Extrait à lire ::
+ + + +

43

Le Phénix au bûcher


 

Nous sommes en 2007, sur cette planète, 6 600 000 000 d'êtres humains et les liens que nous avons tissés ont fait de nous UNE société. Une société qui est née occidentale, mais qui est devenue globale. Cette société globale est parvenue à produire cette année 47T$ de biens et services et elle fera mieux l'an prochain . C'est en moyenne 7000 $ par habitant et bien suffisant pour nourrir, vêtir, donner un toit à tout le monde. Pourtant, les deux-tiers de l'humanité vivent dans la misère et 30 000 enfants meurent de faim tous les jours ; nous avons un problème de distribution.

La guerres viennent et vont, comme toujours, mais dans un contexte où il semble qu'elles soient plus que jamais inutiles. Surtout, les guerres se terminent, mais la paix ne revient pas. La violence se poursuit un peu partout, plus ou moins larvée ; les oasis de sécurité deviennent plus rares sur cette planète et cette sécurité, là où elle subsiste, est sans cesse plus précaire, moins sereine. Nous avons un problème d'ordre.

Un siècle, un millénaire les sociétés meurent et il en naît d'autres. Vivons nous une crise de croissance, ou le phénix est-il en marche vers le bûcher ? Toutes les sociétés ne s'immolent pas par le feu ; certaines se laissent mourir d'inanition, quand elles renoncent à se nourrir d'un espoir. Il y a des siècles que notre société se gave de progrès, comme Rome s'était nourrie de conquêtes, puis, insidieusement est venue l'inappétence. Le progrès continue toujours, mais ne motive plus que ceux qui jouent à y trouver TOUTE leur raison de vivre ; la vaste majorité de l'humanité ne croit pas que demain sera mieux qu'aujourd'hui. L'espoir est parti. Somme nous une société moribonde ?

La crise que nous vivons n'est pas un phénomène local, c'est un problème mondial. A divers degrés, ce que l'on vit aujourd'hui où que ce soit n'est qu'une facette de ce qui se passe partout. Dans le monde sous-développé, en Afrique, en Amérique latine, une partie de l'Asie, c'est une pauvreté objective abjecte qui crée une crise permanente. Le pouvoir formel est précaire, son emprise réelle faible, sa légitimité nulle. Parfois, un pouvoir clanique, arbitraire, devenant toujours de plus en plus mafieux - puisque la criminalité y est le seul secteur porteur de l'économie - peut s'y exercer de fait, ici ou là, mais sur des territoires trop restreints pour que puisse s'y maintenir une structure de développement stable. Le désordre est si total qu'on y meurt au jour le jour, sans attirer l'attention

Dans les pays en voie de développement, il en est où s'est établi un pouvoir totalitaire et qui, dénoncés ­ et souvent sabotés - par le reste de la société globale, ont perdu la partie de créer le bonheur, lequel n'est vraiment possible que dans la liberté. Il en est d'autres qui feignent une forme de démocratie, mais celle-ci tout entière soumise à une omniprésente corruption et que viennent saper les problèmes systémiques d'un chômage et d'une dette publique en constante croissance.

+ + + +

Données enregistrées ::

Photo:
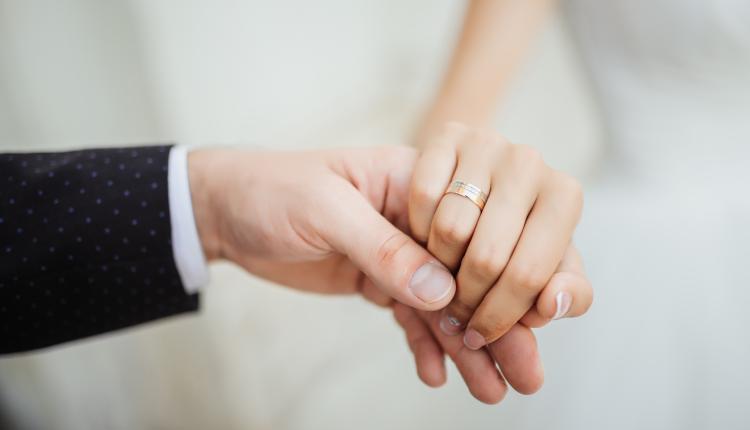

+ + + +

À faire ::
a) Extrayez du texte « Le Phénix au bûcher » le passage compris entre « Un siècle, un » et « société moribonde ? », ces deux bornes incluses.
b) Poursuivez le texte « Le Phénix au bûcher » à partir de l'endroit où il s'interrompt.
La liste ci-dessus forme un matériau à part, distinct du texte « Le Phénix au bûcher ».

Corrigé de l'exercice ::
a)
Un siècle, un millénaire les sociétés meurent et il en naît d'autres. Vivons nous une crise de croissance, ou le phénix est-il en marche vers le bûcher ? Toutes les sociétés ne s'immolent pas par le feu ; certaines se laissent mourir d'inanition, quand elles renoncent à se nourrir d'un espoir. Il y a des siècles que notre société se gave de progrès, comme Rome s'était nourrie de conquêtes, puis, insidieusement est venue l'inappétence. Le progrès continue toujours, mais ne motive plus que ceux qui jouent à y trouver TOUTE leur raison de vivre ; la vaste majorité de l'humanité ne croit pas que demain sera mieux qu'aujourd'hui. L'espoir est parti. Somme nous une société moribonde ?

b)
Dans les pays dits développés, les USA offrent l'exemple qui semble prémonitoire d'une fracture sociale entre les pauvres et les riches, entre les blancs et les autres. Une fracture qui s'élargit et conduit à un inévitable éclatement, dont l'imminence est occultée par un cirque médiatique: un déluge d'informations incohérentes qui, paradoxalement, sert de censure et permet que le citoyen moyen n'ait plus qu'une vision de plus en plus floue de l'ensemble de la situation.

L'Europe suit la même voie, encouragée par les inégalités inhérentes à une expansion qui lui a permis de faire côtoyer ses nations riches et pauvres et par une immigration qui lui crée peu à peu des opposition ethnique et raciales à la mesure de celles de l'Amérique. C'est une voie balisée par la concentration de la richesse, l'exclusion progressive des travailleurs, la récupération de la démocratie par la manipulation des médias, la rupture de la solidarité sociale, le choix de la décroissance, la diminution inexorable des services sociaux et une perte d'éthique.

Cette perte d'éthique favorise la criminalité, comme dans le tiers-monde, mais dans les pays riches elle mène d'abord à la prolifération de la délinquance et à une désaffection croissante envers les valeurs sociales sans lesquelles une société complexe ne peut vivre. On assiste de plus en plus à l'abus de biens publics, à la fraude fiscale généralisée, au travail au noir et, surtout, toutes ces tares deviennent socialement tolérées. Il devient acceptable de ne pas respecter les règles qui ne nous conviennent pas et l'on peut compter sur l'indulgence des autres, puisqu'ils en font tout autant.

Le « système » qui gère la société n'inspire plus aucun respect. Que ce soit à tort ou à raison est un autre débat, car le système est inextricablement lié à la société qu'il gère et elle ne vit pas sans lui. Sans lui elle s'étiole, entre en crise et meurt. Quelles qu'en soient les raisons, la croissance exponentielle du nombre de ceux, exclus ou rebelles, qui en Occident, au coeur même de la société globale, rejettent le système, marque l'agonie d'une société en phase terminale.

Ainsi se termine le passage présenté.